(SOURCE DATA):

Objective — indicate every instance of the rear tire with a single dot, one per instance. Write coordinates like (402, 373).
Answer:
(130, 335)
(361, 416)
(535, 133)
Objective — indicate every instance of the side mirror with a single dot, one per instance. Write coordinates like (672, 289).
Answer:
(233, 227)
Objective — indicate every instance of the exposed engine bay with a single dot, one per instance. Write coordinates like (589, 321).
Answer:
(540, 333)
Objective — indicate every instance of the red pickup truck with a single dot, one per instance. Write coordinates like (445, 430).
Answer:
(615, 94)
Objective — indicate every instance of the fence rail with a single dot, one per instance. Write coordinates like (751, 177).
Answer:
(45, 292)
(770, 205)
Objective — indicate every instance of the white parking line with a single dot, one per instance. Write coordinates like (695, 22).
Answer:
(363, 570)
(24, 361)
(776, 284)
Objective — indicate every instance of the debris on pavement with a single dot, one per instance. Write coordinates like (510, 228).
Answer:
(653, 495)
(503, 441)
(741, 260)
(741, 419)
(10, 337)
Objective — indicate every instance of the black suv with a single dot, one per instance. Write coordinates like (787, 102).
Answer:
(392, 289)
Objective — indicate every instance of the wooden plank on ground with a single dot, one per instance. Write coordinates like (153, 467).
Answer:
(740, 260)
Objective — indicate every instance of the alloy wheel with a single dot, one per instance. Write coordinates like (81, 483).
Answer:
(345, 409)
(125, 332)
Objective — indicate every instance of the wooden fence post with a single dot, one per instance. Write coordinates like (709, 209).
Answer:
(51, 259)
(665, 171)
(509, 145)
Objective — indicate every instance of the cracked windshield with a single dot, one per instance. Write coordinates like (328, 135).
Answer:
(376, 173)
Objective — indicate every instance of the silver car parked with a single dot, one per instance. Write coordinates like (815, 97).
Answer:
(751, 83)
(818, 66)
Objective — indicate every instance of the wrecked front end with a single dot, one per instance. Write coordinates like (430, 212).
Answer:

(TASK OBJECTIVE): Begin with the line that contains "Objective — indicate every instance of the wrecked" and end with the last line of the material above. Set down that range exactly.

(WRITTEN RESPONSE):
Objective — indicate every instance of the wrecked front end with a single dot, one per instance. Write coordinates like (430, 212).
Answer:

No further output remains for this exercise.